PASSAGE TO READ:
Motorist: “Yes, but don’t touch that lever or you’ll start the machine.”

Willie: “Kin Jonesey an’ me sit in yer ottermobile w’ile yer gone.”

Foster Morse Follett, The Kid, Jan. 15, 1905

Foster Morse Follett, The Kid, Jan. 15, 1905:

Mom: “Sure, the kid, he just turned the water off, that’s all!”

Dad: “What happened?”

Jimmy Swinnerton, Jimmy, July 07, 1907.

Jimmy Swinnerton, Jimmy, July 7, 1907:

Mom: “No Jimmy, dear. I think not.”

Jimmy: “Mamma, can I have another dollar? My eye is all well?”

What exactly is going on here? The simplest explanation is that these strips are all done in the early days of newspaper comics, so these are all primitive works done by artists who have yet to master their craft. Yet the explanation of primitivism or incompetence is belied, I think, by the extreme beauty of the art, and also by the fact that that in these comics word balloons are usually properly placed in most panels. These examples occur from time to time but most word balloons are sequenced to read from left to right (the protocol we’re used to in English).

A few theories:

1. The primacy of images over words. The first generation of newspaper comics were very visually splendid. McCay’s work was the peak achievement but he was merely the headman in a large parade of artists whose main talent was visual. Spectacular display was the main selling point of the early comics. So it seems likely that the images came before the words and had priority over the words. That is to say, the artists drew first and the words were added on as an after-thought, often used to clarify what was going on in the picture.

WRITTEN TASK A: Collect every line of the listing that contains the string "white".
The comics passage has no connection to the listing.

DATA FOR THE TASK:
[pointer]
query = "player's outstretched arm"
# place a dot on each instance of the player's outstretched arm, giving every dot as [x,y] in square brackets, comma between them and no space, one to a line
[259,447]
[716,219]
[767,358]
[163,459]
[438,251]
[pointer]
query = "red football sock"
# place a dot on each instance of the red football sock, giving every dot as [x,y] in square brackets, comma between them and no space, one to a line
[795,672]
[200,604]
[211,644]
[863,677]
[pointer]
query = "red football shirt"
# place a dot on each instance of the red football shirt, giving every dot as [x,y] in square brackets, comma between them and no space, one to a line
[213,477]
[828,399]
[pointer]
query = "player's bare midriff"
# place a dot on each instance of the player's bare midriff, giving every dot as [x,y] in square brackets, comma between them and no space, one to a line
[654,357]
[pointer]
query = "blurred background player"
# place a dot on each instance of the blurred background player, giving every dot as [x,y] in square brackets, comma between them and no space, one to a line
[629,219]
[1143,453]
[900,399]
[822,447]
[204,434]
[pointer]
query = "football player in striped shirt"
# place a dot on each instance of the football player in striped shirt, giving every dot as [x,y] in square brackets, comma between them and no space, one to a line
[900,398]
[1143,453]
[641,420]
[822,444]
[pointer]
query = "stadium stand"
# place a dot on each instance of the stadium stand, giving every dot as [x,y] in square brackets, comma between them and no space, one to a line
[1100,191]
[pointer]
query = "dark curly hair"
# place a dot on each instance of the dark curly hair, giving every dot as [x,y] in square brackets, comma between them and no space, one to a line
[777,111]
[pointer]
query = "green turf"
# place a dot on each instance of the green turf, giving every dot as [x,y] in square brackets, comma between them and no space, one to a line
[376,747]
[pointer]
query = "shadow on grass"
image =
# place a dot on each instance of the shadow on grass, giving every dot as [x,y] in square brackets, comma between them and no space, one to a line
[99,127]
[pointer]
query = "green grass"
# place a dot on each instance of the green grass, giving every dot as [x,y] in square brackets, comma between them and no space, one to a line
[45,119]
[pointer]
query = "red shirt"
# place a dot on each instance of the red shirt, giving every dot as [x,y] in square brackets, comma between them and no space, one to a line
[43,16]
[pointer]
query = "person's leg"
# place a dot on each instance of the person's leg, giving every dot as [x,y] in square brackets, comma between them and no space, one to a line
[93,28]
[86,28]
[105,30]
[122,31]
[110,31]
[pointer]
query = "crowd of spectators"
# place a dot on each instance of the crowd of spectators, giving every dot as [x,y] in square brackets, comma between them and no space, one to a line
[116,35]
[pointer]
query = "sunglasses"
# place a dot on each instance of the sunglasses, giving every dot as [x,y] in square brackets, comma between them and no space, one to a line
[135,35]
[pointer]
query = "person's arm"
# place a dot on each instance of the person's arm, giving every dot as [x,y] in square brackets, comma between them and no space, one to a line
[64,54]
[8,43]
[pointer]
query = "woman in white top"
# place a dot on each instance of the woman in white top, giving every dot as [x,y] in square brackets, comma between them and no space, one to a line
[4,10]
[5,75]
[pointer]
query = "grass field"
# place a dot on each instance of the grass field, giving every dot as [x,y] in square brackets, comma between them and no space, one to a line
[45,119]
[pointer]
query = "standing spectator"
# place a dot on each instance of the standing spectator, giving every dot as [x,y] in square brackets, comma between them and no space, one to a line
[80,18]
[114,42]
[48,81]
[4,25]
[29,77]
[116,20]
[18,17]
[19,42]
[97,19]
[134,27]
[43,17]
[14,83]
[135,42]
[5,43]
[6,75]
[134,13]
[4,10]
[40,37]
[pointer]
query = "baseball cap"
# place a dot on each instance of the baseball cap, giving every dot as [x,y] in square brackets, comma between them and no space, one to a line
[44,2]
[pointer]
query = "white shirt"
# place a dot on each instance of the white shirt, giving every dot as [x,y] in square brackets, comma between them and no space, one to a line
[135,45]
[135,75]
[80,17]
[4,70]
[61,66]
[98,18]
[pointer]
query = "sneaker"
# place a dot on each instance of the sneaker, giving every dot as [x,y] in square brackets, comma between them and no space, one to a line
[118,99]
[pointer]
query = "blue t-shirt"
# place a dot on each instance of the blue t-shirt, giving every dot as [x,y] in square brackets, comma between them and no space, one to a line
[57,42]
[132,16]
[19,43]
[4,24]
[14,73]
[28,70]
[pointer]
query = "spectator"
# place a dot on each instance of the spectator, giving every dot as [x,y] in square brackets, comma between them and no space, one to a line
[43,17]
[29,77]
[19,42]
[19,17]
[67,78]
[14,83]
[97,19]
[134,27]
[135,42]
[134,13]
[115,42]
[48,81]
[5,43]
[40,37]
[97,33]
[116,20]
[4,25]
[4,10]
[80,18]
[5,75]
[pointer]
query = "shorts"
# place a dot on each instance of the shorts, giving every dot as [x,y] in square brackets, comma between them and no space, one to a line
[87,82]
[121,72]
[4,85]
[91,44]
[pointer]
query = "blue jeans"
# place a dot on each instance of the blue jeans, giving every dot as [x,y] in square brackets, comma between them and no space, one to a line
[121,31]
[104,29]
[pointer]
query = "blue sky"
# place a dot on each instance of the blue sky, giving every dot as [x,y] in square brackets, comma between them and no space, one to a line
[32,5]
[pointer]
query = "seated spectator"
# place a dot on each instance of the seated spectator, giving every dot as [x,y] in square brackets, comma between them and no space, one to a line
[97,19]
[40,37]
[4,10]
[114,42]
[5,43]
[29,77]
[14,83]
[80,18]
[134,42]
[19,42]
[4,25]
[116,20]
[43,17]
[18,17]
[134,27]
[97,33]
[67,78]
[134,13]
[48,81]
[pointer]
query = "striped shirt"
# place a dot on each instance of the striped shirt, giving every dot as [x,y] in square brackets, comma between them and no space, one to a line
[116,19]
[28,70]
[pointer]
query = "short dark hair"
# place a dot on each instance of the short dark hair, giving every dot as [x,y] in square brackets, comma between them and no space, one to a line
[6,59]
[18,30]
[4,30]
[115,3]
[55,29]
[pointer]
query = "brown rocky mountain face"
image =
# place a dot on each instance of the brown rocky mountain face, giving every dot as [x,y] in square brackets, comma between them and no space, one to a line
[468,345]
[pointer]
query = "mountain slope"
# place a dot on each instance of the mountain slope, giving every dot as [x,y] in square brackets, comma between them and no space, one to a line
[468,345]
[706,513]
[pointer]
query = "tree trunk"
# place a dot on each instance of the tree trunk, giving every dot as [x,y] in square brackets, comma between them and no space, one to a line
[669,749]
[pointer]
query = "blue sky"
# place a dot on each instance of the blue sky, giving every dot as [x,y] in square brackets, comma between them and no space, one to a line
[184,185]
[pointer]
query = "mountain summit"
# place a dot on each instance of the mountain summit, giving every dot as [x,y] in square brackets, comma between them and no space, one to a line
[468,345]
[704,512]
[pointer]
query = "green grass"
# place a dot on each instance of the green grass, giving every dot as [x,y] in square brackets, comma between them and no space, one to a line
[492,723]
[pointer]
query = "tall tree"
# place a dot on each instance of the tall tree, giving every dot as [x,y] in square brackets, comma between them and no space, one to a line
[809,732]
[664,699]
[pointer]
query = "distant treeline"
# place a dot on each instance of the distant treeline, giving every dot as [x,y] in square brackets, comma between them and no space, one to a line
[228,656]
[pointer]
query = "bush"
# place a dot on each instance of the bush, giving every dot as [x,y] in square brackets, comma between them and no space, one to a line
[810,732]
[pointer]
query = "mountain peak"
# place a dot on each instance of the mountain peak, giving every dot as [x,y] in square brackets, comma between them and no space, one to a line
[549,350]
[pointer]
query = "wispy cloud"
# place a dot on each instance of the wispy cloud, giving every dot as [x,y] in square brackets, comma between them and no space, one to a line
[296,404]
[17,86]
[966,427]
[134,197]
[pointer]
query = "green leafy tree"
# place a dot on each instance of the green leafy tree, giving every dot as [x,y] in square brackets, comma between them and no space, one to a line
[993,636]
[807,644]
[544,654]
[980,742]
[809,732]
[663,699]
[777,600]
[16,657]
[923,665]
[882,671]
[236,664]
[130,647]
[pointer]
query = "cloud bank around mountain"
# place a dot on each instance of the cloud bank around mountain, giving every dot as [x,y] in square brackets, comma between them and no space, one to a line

WRITTEN TASK B: According to the comics passage, what was the main selling point of the early comics?

CORRECT RESPONSE A:
query = "woman in white top"
# place a dot on each instance of the woman in white top, giving every dot as [x,y] in square brackets, comma between them and no space, one to a line
query = "white shirt"
# place a dot on each instance of the white shirt, giving every dot as [x,y] in square brackets, comma between them and no space, one to a line

CORRECT RESPONSE B: Spectacular display.